At that time, the infant mortality rate in Bella Unión was 55 per 1,000 live births, compared to the national ratio of 15 per 1,000. And the average weight of children there was similar to that of children in some African countries.

The coverage of the situation in the area did not provoke any particular reaction from the Uruguayan government of the time, headed by the conservative Jorge Batlle (2000-2005), but civil society did respond. The town was quickly flooded with donations in an outpouring of solidarity from trade unions, schools and families all over the country.

The Las Láminas community used the donations to put together food baskets which were delivered regularly for one year to the homes of the girls and boys with the lowest weights. Thanks to this, infant mortality fell to 17 per 1,000 live births.

The second of the eight MDGs is to “ensure that all boys and girls complete a full course of primary schooling,” but in many parts of the developing South this is prevented by high levels of poverty.

Ninety percent of the children in Las Láminas are or have been undernourished, 99 percent suffer from anaemia and more than 90 percent are failing or have fallen behind in school.

“The problem is that children under the age of two who are undernourished suffer irreversible deficiency in growth and brain development, from which they cannot recover. By the time they are three, it is too late. Even if they do go to school, they will fail time and again,” Curbelo explained to IPS.

In response to the problem, in January the community of Las Láminas opened a children’s centre for early intervention, which looks after 25 preschool boys and girls who were premature or undernourished. They are given physiotherapy, food and medicine.

The centre was built thanks to donations collected through a local television programme. The medicines are donated by a local hospital, and the nurses and doctors, including Curbelo, work there on an entirely voluntary basis.

Another MDG is to “reduce by three-quarters the maternal mortality rate.”

Last week the people of Las Láminas opened a clinic in coordination with the ministry of Public Health, with funds donated by Uruguayans living abroad. Soon they will have a gynaecologist to care for the large number of teenage mothers in the neighbourhood. A series of talks is also planned, to provide information on preventing unwanted pregnancies.

Objective number 11 of the MDGs is to “achieve significant improvement in the lives of at least 100 million slum dwellers, by 2020.”

__EXERCISE REQUIREMENTS__
(1) For each statement below, state whether the text on Las Láminas supports it, answering yes or no and quoting the deciding words.
(a) After a year of food baskets, infant mortality dropped to 17 per 1,000 live births.
(b) The government headed by Jorge Batlle responded strongly to the coverage of the situation.
(c) The children's centre for early intervention looks after 40 preschool children.
(2) Answer each question using the text on Las Láminas.
(a) What was the national infant mortality ratio at that time?
(b) Who donates the medicines used at the children's centre?
(c) Whose donations funded the clinic opened last week?
(3) Repeat the text on Las Láminas from "The second of" to "levels of poverty.", word for word.
The items that follow have no connection to the text on Las Láminas.

Entries drawn from a collection:
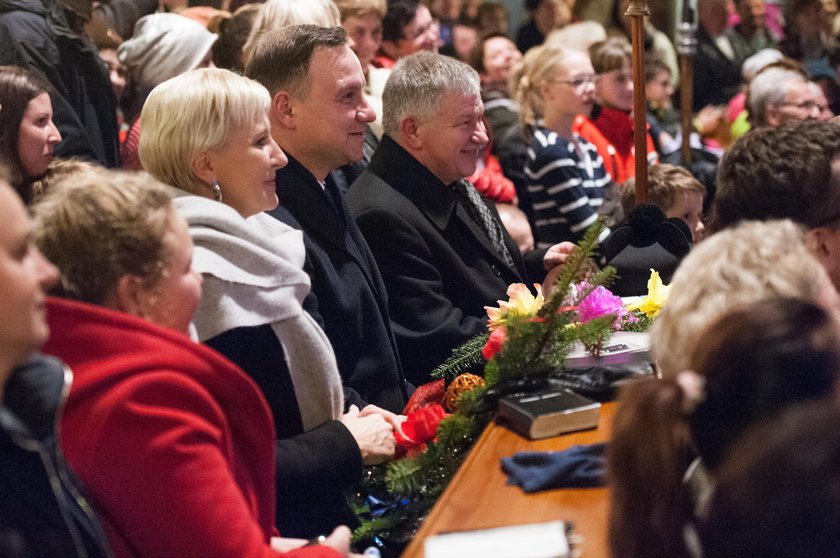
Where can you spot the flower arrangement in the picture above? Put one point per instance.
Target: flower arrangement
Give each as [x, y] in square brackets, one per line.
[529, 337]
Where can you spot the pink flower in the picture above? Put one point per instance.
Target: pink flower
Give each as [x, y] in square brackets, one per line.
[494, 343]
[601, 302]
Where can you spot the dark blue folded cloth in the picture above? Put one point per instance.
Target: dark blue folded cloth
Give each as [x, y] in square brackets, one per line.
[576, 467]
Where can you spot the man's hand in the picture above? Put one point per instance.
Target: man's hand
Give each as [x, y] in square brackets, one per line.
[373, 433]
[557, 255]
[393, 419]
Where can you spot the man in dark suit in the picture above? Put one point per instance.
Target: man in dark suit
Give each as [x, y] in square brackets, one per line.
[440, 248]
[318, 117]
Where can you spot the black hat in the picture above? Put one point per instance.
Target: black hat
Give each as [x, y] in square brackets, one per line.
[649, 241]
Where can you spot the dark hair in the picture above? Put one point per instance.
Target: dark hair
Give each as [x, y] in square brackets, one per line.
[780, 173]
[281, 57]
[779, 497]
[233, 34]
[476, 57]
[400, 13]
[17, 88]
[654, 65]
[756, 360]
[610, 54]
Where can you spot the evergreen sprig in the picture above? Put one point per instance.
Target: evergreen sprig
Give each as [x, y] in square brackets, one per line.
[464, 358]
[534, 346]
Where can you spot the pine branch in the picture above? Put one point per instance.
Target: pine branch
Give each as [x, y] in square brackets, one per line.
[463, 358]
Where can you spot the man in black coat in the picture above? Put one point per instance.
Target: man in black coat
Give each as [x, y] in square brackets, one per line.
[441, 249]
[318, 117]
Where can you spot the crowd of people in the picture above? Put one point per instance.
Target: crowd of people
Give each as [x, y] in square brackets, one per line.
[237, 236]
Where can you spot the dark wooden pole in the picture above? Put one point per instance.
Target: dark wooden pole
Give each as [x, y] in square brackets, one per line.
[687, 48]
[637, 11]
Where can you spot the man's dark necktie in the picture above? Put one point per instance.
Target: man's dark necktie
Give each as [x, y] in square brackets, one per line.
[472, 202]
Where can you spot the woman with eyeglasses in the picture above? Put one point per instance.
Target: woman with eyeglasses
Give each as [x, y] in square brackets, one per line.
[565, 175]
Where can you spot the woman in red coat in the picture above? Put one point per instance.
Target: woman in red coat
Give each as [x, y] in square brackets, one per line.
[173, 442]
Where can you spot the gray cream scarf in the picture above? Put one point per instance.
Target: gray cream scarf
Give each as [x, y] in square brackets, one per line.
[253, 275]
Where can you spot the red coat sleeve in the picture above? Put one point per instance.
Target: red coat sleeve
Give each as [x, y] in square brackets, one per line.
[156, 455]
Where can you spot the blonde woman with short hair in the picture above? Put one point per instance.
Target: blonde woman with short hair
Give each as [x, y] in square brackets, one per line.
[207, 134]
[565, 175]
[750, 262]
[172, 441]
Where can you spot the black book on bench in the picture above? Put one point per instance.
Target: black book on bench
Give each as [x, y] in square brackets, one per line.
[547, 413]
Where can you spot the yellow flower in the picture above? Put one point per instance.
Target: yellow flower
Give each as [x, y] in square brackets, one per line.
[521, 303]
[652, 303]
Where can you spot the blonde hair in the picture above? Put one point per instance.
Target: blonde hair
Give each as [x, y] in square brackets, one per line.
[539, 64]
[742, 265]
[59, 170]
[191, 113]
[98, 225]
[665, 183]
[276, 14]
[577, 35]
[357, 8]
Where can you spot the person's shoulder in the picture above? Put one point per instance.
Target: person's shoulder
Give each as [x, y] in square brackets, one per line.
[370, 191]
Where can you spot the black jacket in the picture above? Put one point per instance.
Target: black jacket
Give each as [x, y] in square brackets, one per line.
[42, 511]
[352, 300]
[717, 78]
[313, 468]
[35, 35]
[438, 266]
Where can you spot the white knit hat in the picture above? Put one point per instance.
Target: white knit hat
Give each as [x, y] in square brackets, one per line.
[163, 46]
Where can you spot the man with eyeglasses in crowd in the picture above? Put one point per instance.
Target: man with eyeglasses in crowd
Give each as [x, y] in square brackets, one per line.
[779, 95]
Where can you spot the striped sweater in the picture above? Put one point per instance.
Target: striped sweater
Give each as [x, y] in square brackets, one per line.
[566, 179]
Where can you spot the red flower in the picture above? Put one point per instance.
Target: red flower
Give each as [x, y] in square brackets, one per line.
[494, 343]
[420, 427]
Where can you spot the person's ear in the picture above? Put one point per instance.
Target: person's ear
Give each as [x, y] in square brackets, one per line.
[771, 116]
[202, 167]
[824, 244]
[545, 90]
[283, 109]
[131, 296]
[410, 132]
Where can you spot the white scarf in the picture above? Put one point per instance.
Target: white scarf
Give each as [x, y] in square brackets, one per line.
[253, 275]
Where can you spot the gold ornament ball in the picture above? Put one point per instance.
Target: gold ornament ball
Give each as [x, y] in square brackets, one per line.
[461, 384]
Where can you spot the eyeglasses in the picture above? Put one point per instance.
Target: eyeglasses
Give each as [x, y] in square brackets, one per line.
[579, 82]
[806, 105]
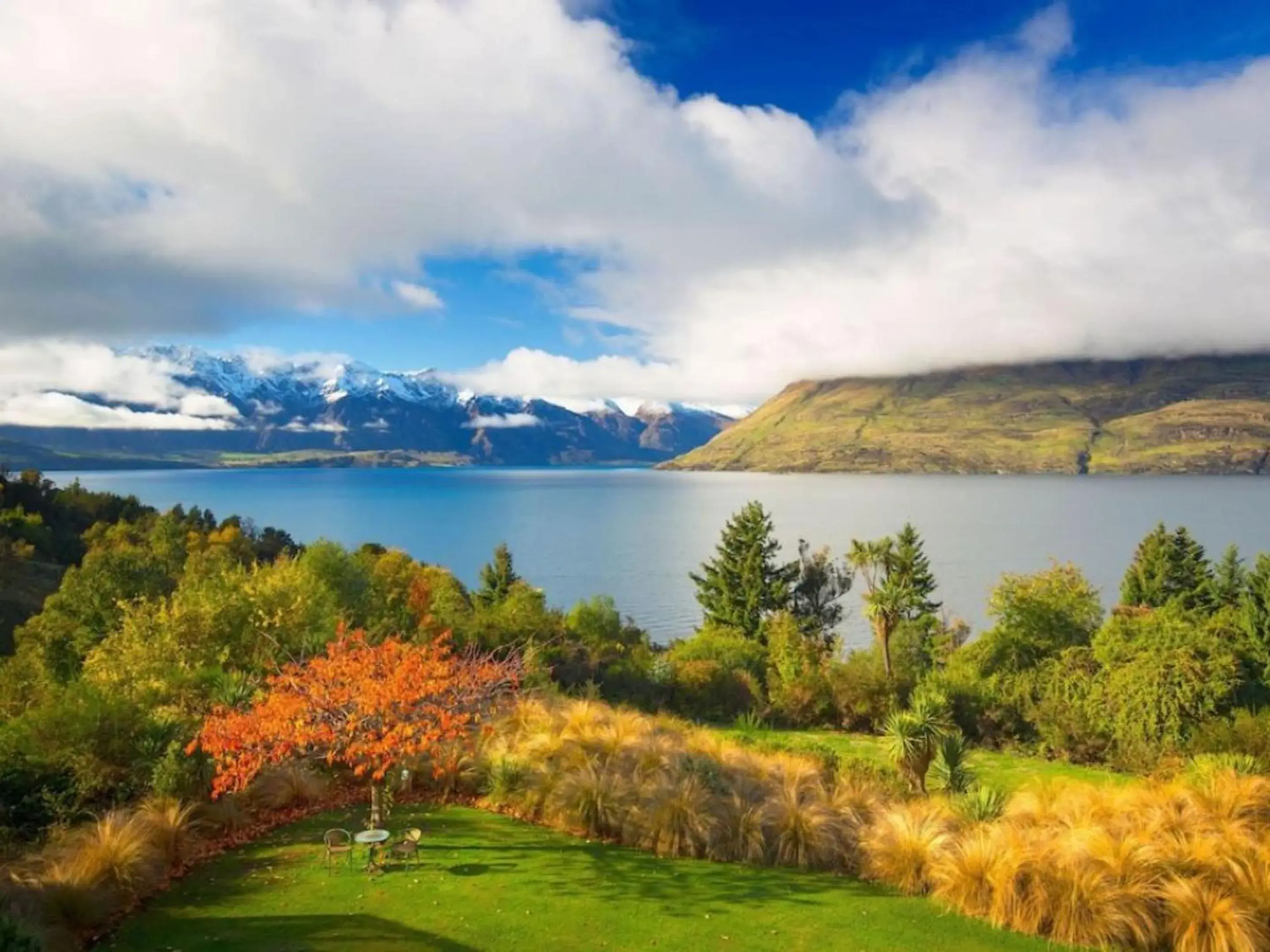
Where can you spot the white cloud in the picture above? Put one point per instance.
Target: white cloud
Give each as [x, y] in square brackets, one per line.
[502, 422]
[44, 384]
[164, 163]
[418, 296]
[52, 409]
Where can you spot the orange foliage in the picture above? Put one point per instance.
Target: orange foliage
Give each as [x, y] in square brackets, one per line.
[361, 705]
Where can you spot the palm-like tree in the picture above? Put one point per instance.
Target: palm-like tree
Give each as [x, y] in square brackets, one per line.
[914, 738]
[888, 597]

__RESPONSES FOR EACH TASK__
(1)
(a) Yes: "infant mortality fell to 17 per 1,000 live births."
(b) No: "did not provoke any particular reaction from the Uruguayan government of the time"
(c) No: "looks after 25 preschool boys and girls who were premature or undernourished"

(2)
(a) 15 per 1,000 live births.
(b) A local hospital.
(c) Uruguayans living abroad.

(3)
The second of the eight MDGs is to “ensure that all boys and girls complete a full course of primary schooling,” but in many parts of the developing South this is prevented by high levels of poverty.